_Work instruction_
Once the pictures are set aside, repeat all of the data below exactly.

_Information provided_
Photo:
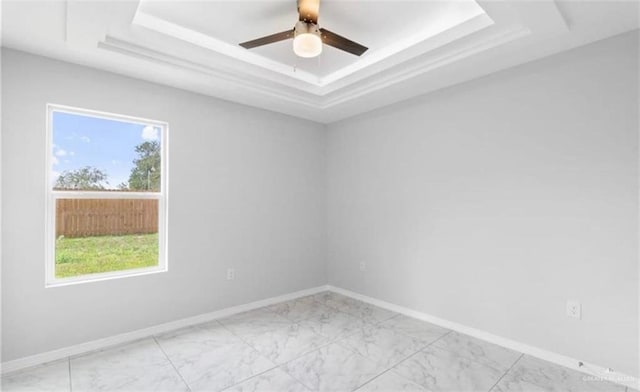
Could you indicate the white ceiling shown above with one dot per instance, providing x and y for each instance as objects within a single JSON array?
[{"x": 415, "y": 47}]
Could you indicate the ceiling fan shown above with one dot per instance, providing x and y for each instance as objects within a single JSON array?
[{"x": 307, "y": 37}]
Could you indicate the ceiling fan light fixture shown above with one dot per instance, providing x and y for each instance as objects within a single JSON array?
[{"x": 307, "y": 42}]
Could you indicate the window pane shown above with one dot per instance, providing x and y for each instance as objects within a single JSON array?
[
  {"x": 93, "y": 153},
  {"x": 105, "y": 235}
]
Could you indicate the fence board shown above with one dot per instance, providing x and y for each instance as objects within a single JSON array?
[{"x": 94, "y": 217}]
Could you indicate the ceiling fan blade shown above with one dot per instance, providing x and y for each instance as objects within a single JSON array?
[
  {"x": 309, "y": 10},
  {"x": 339, "y": 42},
  {"x": 269, "y": 39}
]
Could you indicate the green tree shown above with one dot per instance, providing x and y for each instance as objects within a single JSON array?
[
  {"x": 145, "y": 174},
  {"x": 86, "y": 178}
]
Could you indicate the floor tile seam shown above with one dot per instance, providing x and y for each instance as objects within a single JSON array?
[
  {"x": 418, "y": 352},
  {"x": 251, "y": 346},
  {"x": 455, "y": 353},
  {"x": 506, "y": 372},
  {"x": 172, "y": 364},
  {"x": 248, "y": 378}
]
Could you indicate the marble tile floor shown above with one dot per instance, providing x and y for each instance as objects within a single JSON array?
[{"x": 324, "y": 342}]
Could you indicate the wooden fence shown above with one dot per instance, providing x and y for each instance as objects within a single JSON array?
[{"x": 94, "y": 217}]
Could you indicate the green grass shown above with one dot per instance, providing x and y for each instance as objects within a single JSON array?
[{"x": 90, "y": 255}]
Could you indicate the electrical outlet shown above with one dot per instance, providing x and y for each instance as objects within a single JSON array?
[{"x": 574, "y": 309}]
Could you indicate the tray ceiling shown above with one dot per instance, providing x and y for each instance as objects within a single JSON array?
[{"x": 414, "y": 46}]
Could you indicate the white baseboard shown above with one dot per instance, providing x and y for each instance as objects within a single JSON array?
[
  {"x": 101, "y": 344},
  {"x": 596, "y": 371}
]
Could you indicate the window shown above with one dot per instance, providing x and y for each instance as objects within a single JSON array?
[{"x": 106, "y": 195}]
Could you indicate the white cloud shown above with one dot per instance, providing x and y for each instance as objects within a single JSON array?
[
  {"x": 150, "y": 133},
  {"x": 54, "y": 176}
]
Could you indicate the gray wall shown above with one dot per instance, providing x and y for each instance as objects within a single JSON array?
[
  {"x": 492, "y": 203},
  {"x": 247, "y": 190}
]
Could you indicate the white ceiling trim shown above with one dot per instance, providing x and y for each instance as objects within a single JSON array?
[
  {"x": 147, "y": 54},
  {"x": 431, "y": 30},
  {"x": 429, "y": 65},
  {"x": 205, "y": 41},
  {"x": 101, "y": 34}
]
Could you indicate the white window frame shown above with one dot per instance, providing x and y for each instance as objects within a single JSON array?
[{"x": 52, "y": 196}]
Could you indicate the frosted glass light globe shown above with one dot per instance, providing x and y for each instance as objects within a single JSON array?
[{"x": 307, "y": 45}]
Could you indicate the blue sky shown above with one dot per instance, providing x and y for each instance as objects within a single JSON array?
[{"x": 108, "y": 145}]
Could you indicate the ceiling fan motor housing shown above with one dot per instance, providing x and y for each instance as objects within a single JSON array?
[{"x": 306, "y": 28}]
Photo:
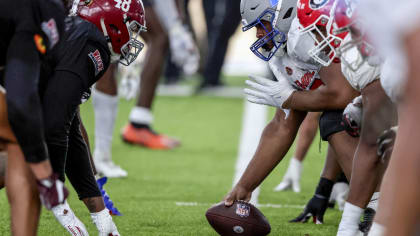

_Response area_
Photo:
Could you indicate the white ceiling shown above with one dot per instance, providing x and y for each instance as objects within a single JSON array?
[{"x": 415, "y": 47}]
Could you indicate the ceiling fan shown above with one dot per instance, providing x and y for each instance as objects within a single JSON array?
[{"x": 307, "y": 37}]
Could you indicate the ceiling fan light fixture shown above with one dot per instance, providing x and y for each instance as objects within a single JSON array?
[{"x": 307, "y": 42}]
Could you indicate the window pane shown above with one dot per instance, providing x and y for each instance as objects within a single JSON array?
[
  {"x": 93, "y": 153},
  {"x": 105, "y": 235}
]
Could you indicate the fence board shown above with one dot per instance, providing x and y for each instance as objects within a single JSON array?
[{"x": 94, "y": 217}]
Could you indicate the ceiling fan blade shown above with one dot per instance, providing x and y for each instance as objects within a single JSON array?
[
  {"x": 309, "y": 10},
  {"x": 339, "y": 42},
  {"x": 269, "y": 39}
]
Could you indicate the green tree shown above with one dot per instance, providing x and y for each instance as objects within a single JSON array?
[
  {"x": 145, "y": 174},
  {"x": 86, "y": 178}
]
Could you indicate the floor tile seam shown above with one dot per instance, providing x and y for each instance as objects within a single JSON array?
[
  {"x": 418, "y": 352},
  {"x": 251, "y": 346},
  {"x": 455, "y": 353},
  {"x": 506, "y": 372},
  {"x": 172, "y": 364},
  {"x": 248, "y": 378}
]
Could you indicate the marble tile floor shown above with one dot per instance, providing x and y for each instance as objects within a single JSON array?
[{"x": 324, "y": 342}]
Could you indicate the wooden fence shown above with one dot per instance, providing x and y for each instance as objects within a single JSON array?
[{"x": 94, "y": 217}]
Could you indicate the green grass shown above with one dot per instance, providing x and y for each instance as objects within a single JSON array?
[{"x": 90, "y": 255}]
Could you indicate the electrical outlet shown above with one dot per instance, providing x and y for each instance as objects within a single JSON array?
[{"x": 574, "y": 309}]
Could you indicate the tray ceiling shown above with one dot per instance, providing x and y for each instance as objects within a single JSON array?
[{"x": 414, "y": 46}]
Could you indicate the white baseboard shown above with one dot per instance, providing x and y for each instance as objects within a single JSON array?
[
  {"x": 101, "y": 344},
  {"x": 596, "y": 371}
]
Could you indicate the window shown above with one dot per instance, providing x and y for each instance as objects within a single JSON array?
[{"x": 106, "y": 195}]
Could you indicate the white cloud shown above with one dot per instance, providing x and y for each instance as objects within a single JSON array?
[
  {"x": 150, "y": 133},
  {"x": 54, "y": 176}
]
Could you indicate the gray wall shown above with one dot per instance, providing x and y for each instance as objects within a single JSON array?
[
  {"x": 492, "y": 203},
  {"x": 247, "y": 190}
]
Could you indicate the white ceiling trim shown above with one dot per instance, providing x and y for each instance as objects within a single JSON array?
[
  {"x": 147, "y": 54},
  {"x": 431, "y": 30},
  {"x": 429, "y": 65},
  {"x": 205, "y": 41},
  {"x": 101, "y": 34}
]
Could you indicate the white window frame shown above with one dot per instance, providing x and y for each instance as objects within a single JSON array?
[{"x": 52, "y": 196}]
Could you indicate the frosted glass light globe shown above with one dot per instance, providing x and y for each instance as objects within a single JSON array?
[{"x": 307, "y": 45}]
Could you indicate the blue sky shown above with one dot per instance, providing x and y for each instance as objects within a single JSON array?
[{"x": 108, "y": 145}]
Could you indicate the ceiling fan motor housing shown above with one dot per instance, providing x and y for each instance as objects within a single JSON array?
[{"x": 306, "y": 28}]
Photo:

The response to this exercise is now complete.